Write out the entries below once more, exactly, with the pictures left out.

━━━━━━

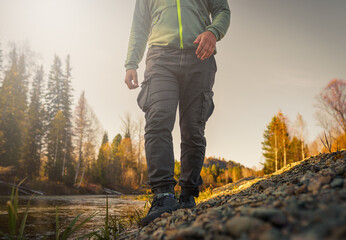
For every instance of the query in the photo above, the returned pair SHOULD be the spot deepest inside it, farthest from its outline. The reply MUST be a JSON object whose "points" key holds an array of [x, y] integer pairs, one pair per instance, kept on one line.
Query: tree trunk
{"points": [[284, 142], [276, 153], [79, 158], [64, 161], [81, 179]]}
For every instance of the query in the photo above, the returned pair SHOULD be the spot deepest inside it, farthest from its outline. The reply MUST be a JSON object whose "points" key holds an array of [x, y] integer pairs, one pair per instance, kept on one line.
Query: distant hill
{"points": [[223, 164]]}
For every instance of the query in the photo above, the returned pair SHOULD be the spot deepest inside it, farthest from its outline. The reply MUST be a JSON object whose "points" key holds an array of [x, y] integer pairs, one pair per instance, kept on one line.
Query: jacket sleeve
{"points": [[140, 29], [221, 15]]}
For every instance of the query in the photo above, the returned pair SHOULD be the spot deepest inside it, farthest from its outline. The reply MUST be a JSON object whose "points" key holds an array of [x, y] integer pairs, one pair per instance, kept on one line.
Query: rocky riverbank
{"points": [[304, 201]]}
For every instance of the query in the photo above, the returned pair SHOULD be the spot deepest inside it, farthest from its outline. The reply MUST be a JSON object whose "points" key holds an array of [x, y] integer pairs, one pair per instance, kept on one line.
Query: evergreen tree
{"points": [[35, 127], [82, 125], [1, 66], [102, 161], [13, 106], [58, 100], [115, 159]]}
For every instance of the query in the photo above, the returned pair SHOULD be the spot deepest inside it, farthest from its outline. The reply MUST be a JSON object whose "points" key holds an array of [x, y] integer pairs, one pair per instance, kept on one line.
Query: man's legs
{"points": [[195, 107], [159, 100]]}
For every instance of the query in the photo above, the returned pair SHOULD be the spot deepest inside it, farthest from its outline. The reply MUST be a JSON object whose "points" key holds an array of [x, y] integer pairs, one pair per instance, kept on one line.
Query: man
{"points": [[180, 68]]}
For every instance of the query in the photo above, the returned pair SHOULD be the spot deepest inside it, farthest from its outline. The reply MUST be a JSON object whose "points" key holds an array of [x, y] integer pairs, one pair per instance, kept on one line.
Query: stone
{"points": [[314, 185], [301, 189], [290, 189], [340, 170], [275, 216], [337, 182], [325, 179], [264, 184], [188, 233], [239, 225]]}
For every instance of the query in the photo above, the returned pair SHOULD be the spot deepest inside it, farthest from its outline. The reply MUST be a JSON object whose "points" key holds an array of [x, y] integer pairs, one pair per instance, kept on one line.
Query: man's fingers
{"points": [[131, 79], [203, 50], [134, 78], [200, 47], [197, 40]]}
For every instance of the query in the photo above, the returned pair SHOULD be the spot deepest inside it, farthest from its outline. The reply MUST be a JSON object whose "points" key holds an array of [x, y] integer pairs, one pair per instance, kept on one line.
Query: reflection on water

━━━━━━

* RESULT
For every instance of the query in the photo above, the returned pair SHOULD be the spot deepest inside it, farthest from its outline. The reply MUST be a JSON object whose "points" key holds an array of [x, y] integer pairs, one pair per instance, kept on one line.
Query: tree trunk
{"points": [[284, 142], [276, 153], [79, 158], [64, 161], [81, 179]]}
For every instance of the query in the photo above, the returned pair SHOULD be the spot deepest inside it, farthest from its outline. The reply MUST be a JSON object whose "points" key holds an array of [x, y] integer pairs, one pair per instance, kept on one line.
Query: distant hill
{"points": [[223, 164]]}
For every instance of the query in the photo above, the returned pair SHOULD be the spot deepest inside it, farthest from its outline. The reply MUST be a JSON object whose "points" key holds an array of [x, y] integer pairs, one pair per instance, kept on one line.
Query: jacket sleeve
{"points": [[140, 29], [221, 15]]}
For every instance of the query in the photo above, the returned pair SHOULD be the spot deepest inside it, farthest from its outline. The reply MUST be a JSON object whose "points" key holds an array of [x, y] integer pairs, one pair per instance, kept on one line.
Query: rocky riverbank
{"points": [[304, 201]]}
For every instance of the query in the photo above, the returned pair SHOULD be the spot deepest inside it, farthest from its outline. The reply MUST be a JSON object whose "points" key holds an array of [x, y] integer pairs, one pair per instance, kept on one line.
Query: evergreen tree
{"points": [[35, 127], [82, 125], [1, 66], [102, 161], [13, 106], [58, 100], [115, 159]]}
For every instance of the query in the photo above, the returned pair SHOULD be the spot deepest inside it, farthest from its outline. The reply MUST be a JSON object whose "points" key holds an array of [x, y] integer pairs, one pair per instance, kept on one line.
Query: man's legs
{"points": [[195, 107], [159, 100]]}
For every instance of the query in the photo above, the returned pair SHOULD be the spot deepest inside it, farthest from its outline. The reply MUST be a JSON object whose "points" key holds an array of [x, y] integer pairs, one pair per instance, kept on one line.
Query: man
{"points": [[180, 68]]}
For every instance of the query in the photo above, the returned pair SHOULD be the spot deepest inside it, farthest from its outline. The reply MUST be a JSON object whose "points" key holds an array of [x, y] integer pairs, one pair per instance, kept on one line.
Query: stone
{"points": [[314, 185], [301, 189], [290, 189], [340, 170], [275, 216], [337, 182], [325, 179], [264, 184], [188, 233], [239, 225]]}
For every instance of the query in the photo above, the returned pair SHOULD be the spot deepest inside it, farthest from its outline. The reply MUST be a JSON object whose "points" key holds an array of [x, y] integer pairs, one pair per instance, kept on one line.
Query: man's fingers
{"points": [[131, 79], [203, 50], [134, 78], [200, 47], [197, 40]]}
For every instance of the query in the photo above, the returned pair SHOULD be the spot deepest inside it, farthest from its outline. The reply MUST be a JSON object whose "points" key holds an array of [x, y] integer pairs, one pair per instance, kept on one line.
Query: reflection on water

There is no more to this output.